Aim of the exercise:
Transcribe the passage from the article about AQA's apology, from "The exam board" up to and including "about the issue.".

Provided passage:
*** Begin section ***

Exam board makes second apology in a week over issues with advance information

Exam board makes second apology in a week over issues with advance information

The exam board AQA has apologised to A-level law students for “confusion and stress” after complaints that a 30-mark question in a recent paper was not included in advance information.

But pupils will have to wait until after the paper is marked to find out what the board will do about the issue.

Pupils, parents and teachers tweeted their dismay about a question in AQA’s A-level law paper 2, which was sat on Monday.

Twitter users complained that the topics of a question on nuisance and the Rylands v Fletcher ruling was not covered in advance information which was aimed at making the first public exams since 2019 fairer.

Although advance information is not meant to cover every topic that may come up, pupils said they were led to believe it would cover all topics for questions attracting more than five marks.

One said advance information was meant to “level the playing field for those caught worse by Covid, not to trick people”.

*** End section ***

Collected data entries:
*** Begin section ***

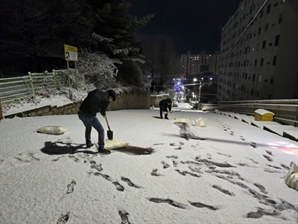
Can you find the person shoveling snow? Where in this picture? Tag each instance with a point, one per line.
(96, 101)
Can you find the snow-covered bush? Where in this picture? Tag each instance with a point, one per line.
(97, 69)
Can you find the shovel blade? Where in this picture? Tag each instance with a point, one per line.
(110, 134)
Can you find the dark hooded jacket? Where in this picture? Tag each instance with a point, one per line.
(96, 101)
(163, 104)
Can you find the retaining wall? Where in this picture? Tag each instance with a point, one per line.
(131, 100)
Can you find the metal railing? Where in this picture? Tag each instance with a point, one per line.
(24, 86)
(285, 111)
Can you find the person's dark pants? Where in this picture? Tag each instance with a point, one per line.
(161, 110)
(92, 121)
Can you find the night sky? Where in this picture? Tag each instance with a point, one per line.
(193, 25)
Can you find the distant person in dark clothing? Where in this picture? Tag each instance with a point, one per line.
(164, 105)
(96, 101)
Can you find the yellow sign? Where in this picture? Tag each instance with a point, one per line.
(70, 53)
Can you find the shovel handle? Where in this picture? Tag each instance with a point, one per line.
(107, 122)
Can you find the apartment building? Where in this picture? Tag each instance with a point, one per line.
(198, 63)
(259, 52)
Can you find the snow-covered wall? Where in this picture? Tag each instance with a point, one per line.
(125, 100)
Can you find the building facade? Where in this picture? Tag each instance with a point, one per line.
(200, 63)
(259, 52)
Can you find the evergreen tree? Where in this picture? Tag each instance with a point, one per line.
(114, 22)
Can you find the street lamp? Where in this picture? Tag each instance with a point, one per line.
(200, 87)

*** End section ***
*** Begin section ***

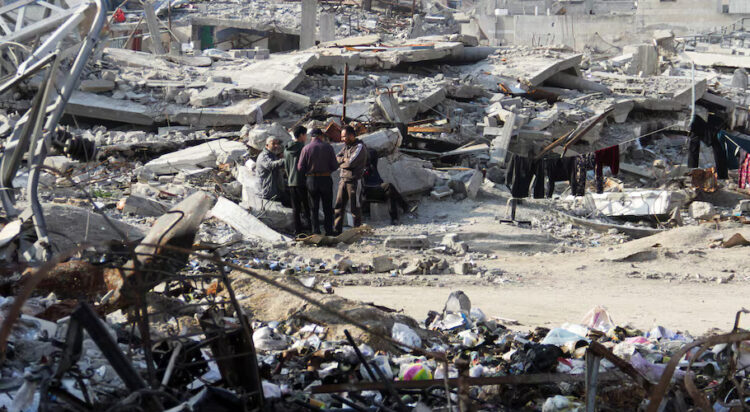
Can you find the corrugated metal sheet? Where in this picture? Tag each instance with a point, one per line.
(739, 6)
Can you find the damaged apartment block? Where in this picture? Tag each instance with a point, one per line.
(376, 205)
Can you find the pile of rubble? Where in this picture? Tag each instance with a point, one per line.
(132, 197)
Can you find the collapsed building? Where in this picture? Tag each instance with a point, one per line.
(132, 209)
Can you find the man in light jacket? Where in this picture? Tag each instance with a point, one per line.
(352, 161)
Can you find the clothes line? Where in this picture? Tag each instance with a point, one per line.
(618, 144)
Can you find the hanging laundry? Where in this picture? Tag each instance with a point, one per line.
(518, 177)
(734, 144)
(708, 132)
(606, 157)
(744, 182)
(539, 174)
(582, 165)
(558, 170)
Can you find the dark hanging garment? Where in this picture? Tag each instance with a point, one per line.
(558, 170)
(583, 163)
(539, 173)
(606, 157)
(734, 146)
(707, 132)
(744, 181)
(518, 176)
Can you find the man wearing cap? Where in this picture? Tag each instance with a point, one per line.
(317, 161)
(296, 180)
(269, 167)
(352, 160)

*** End section ***

Solution below:
The exam board AQA has apologised to A-level law students for “confusion and stress” after complaints that a 30-mark question in a recent paper was not included in advance information.

But pupils will have to wait until after the paper is marked to find out what the board will do about the issue.